Collect every line in the listing below that contains the string "automation". Matching is case-sensitive.

-------

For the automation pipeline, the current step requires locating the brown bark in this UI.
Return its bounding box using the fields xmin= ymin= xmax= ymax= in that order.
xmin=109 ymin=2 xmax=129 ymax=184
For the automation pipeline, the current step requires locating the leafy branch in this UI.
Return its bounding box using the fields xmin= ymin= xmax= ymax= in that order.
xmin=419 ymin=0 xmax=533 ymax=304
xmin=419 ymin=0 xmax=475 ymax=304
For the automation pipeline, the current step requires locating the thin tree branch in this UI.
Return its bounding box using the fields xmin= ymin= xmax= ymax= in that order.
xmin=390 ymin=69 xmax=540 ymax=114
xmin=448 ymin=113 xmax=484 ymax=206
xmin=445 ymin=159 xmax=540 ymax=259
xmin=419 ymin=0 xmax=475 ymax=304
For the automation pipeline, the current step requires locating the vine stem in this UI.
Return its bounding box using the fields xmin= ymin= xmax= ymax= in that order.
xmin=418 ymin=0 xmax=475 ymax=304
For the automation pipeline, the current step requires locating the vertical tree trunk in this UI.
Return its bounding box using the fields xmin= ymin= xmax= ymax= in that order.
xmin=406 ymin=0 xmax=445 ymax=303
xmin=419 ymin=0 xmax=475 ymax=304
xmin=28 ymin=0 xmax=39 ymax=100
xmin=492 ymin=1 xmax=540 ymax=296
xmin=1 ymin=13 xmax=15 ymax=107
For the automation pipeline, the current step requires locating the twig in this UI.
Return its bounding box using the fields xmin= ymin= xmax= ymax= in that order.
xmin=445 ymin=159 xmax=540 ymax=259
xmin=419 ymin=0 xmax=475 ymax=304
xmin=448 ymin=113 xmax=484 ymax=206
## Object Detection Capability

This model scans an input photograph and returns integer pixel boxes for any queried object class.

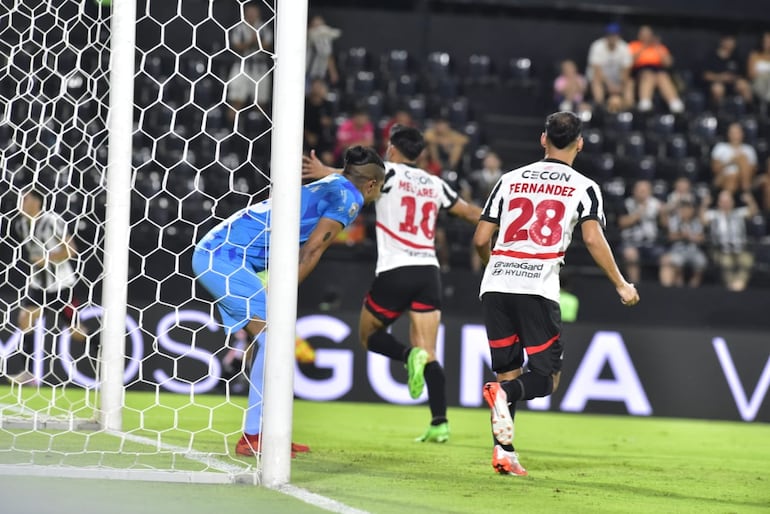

-------

_Task answer_:
For the automation pipeline, the current step requires locating the brown bark in this UI.
For the automation pipeline, the current step requires locating the leafy branch in this UI.
For the automation pipeline, the current step requires locating the thin tree branch in this UI.
For the automation pipeline, the current step requires locating the vine stem in this UI.
For the automation pipeline, the current step requires locating the vertical tree trunk in this UI.
For the automation pipeline, the current step requires locating the twig in this UI.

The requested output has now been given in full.